* **Document text**:
----

La Jolla Test Burn OKd for McColl Waste
SAN DIEGO — Clearing the way for the incineration of hazardous wastes from Fullerton’s McColl dump, the Air Pollution Control District on Wednesday announced that it intends to allow Ogden Environmental Services to conduct a controversial test burn of the petroleum-tainted soil at a site near the UC San Diego campus.
The agency’s preliminary decision to allow the incineration at the La Jolla facility was made after health-risk studies showed that the chances of anyone contracting cancer from the test burn were less than 3.6 in a million--far less than the scientific standard for safety of 10 chances in a million, according to R.J. Sommerville, the county’s air pollution officer.
“The evaluation we have done . . . indicates that there is minimal public health impact,” Sommerville said.
The APCD decision brought sighs of relief from Ogden officials, for whom the air pollution agency’s approval represented the last regulatory hurdle before the controversial experiment could proceed.
But environmentalists on Wednesday reacted angrily to the announcement and vowed to take their fight against the test burn to the San Diego County Board of Supervisors, which sits as the APCD board and runs the agency.
“We want to see what role they (supervisors) can play in changing this decision,” said Diane Takvorian, executive director of the nonprofit Environmental Health Coalition.
Ogden has proposed the test to determine whether its “circulating bed combustor” process can be used to safely dispose of petroleum-tainted soil from the abandoned McColl dump, which is listed as a Superfund site by the federal Environmental Protection Agency. The soil contains 33 compounds, including heavy metals and suspected carcinogens such as benzene, toluene and chloroform.
The tests were to take place over a 3- to 5-day period, consuming thirty 55-gallon barrels of the tainted soil by heating it to 1,425 degrees Fahrenheit in an experimental incinerator at the company’s offices on Torrey Pines Mesa.
Those plans, however, ran into stiff opposition from local environmentalists and elected officials. They objected to the burn because of potential health risks and the fact that it would be conducted in a populated area that includes UCSD, a child-care center, three hospitals, numerous residences and the Torrey Pines Reserve.
The test burn here may lead to a similar test burn of toxic waste at the World War II-era dump in Fullerton later this spring.
Earlier this month, the EPA recommended that the best way to rid the 8-acre site of 150,000 tons of contaminated refinery waste and oil-drilling muds is to burn it on site. But EPA officials said they want to run a series of test burns at the dump before implementing the cleanup plan, which is estimated to cost $117 million.
If the test burn at Ogden is successful, EPA officials said the next step will be to build a temporary incinerator at the McColl site, perhaps as early as April.

----

* **Stored data**:
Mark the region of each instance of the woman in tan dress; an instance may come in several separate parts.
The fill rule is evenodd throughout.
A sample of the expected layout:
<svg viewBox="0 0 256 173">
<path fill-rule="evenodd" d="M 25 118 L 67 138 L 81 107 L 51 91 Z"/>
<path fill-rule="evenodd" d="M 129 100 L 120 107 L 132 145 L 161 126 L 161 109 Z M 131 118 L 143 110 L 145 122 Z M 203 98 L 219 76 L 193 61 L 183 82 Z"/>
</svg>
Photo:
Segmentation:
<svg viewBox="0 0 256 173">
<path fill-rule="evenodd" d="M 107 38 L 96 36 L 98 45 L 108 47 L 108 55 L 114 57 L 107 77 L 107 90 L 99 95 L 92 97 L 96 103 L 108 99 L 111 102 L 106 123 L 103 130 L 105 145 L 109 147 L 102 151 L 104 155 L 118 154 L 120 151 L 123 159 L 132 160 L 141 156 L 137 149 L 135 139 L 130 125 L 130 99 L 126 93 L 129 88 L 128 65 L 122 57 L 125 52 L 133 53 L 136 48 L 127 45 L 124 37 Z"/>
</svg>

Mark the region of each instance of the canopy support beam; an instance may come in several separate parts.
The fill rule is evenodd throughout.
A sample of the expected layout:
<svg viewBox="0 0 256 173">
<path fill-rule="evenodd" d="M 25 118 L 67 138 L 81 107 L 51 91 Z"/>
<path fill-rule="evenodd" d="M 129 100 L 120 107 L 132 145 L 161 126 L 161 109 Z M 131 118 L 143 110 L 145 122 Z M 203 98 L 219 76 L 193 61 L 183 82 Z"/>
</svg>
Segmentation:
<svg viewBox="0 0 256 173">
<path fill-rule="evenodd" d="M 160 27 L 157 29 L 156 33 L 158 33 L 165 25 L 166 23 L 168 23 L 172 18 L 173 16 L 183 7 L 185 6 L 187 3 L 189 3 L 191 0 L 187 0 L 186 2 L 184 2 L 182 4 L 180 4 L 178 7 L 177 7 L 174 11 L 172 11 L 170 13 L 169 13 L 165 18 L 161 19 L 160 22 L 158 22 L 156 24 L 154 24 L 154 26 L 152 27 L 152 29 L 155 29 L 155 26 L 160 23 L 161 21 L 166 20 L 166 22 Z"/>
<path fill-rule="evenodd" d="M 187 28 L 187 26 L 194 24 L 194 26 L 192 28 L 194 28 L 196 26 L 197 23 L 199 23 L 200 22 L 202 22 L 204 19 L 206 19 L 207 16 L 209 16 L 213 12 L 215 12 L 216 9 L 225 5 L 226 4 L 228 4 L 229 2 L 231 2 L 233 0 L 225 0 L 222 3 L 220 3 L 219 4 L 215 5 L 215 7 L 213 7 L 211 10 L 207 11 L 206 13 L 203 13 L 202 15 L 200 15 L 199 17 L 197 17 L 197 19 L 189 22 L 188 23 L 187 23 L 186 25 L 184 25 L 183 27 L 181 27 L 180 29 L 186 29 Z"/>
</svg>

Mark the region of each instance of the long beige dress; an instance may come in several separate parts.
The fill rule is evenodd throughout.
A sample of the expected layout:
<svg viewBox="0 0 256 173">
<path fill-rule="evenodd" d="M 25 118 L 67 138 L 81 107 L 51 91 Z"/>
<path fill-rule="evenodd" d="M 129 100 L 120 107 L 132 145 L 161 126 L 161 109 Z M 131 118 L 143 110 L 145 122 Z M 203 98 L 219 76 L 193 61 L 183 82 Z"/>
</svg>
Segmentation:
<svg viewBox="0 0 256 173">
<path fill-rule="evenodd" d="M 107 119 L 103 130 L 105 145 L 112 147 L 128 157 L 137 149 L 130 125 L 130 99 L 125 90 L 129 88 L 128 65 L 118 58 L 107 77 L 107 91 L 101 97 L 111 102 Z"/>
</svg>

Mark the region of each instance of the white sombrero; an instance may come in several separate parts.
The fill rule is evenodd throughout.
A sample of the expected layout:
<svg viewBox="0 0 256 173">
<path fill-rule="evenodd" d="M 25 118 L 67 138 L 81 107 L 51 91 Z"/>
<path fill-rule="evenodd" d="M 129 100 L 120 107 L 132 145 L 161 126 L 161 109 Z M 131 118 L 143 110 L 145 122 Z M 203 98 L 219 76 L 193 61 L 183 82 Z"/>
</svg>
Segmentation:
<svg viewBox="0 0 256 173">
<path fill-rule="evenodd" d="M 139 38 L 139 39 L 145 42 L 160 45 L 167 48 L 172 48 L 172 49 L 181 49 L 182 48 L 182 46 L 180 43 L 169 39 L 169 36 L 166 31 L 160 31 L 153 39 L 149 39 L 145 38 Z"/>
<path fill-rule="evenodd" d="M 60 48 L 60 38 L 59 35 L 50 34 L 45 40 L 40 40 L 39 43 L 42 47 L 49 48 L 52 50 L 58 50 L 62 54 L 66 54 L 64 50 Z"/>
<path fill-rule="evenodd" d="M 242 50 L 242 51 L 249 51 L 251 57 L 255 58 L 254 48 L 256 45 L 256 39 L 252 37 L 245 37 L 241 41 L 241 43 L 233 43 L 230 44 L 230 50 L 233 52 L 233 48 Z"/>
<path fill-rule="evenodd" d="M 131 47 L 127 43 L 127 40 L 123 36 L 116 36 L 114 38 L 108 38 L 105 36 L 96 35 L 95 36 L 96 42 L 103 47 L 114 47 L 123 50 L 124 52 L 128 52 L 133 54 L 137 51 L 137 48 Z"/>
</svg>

----

* **Required action**:
Do these statements agree with the article on the McColl waste test burn? Answer yes or no for each, quoting the article's deciding words. 1. Health-risk studies put the chance of anyone contracting cancer from the test burn at less than 3.6 in a million. 2. The tests were to consume fifty 55-gallon barrels of the tainted soil. 3. The EPA's cleanup plan for the Fullerton dump is estimated to cost $117 million.

* **Output for this exercise**:
1. Yes: "the chances of anyone contracting cancer from the test burn were less than 3.6 in a million"
2. No: "consuming thirty 55-gallon barrels of the tainted soil"
3. Yes: "the cleanup plan, which is estimated to cost $117 million"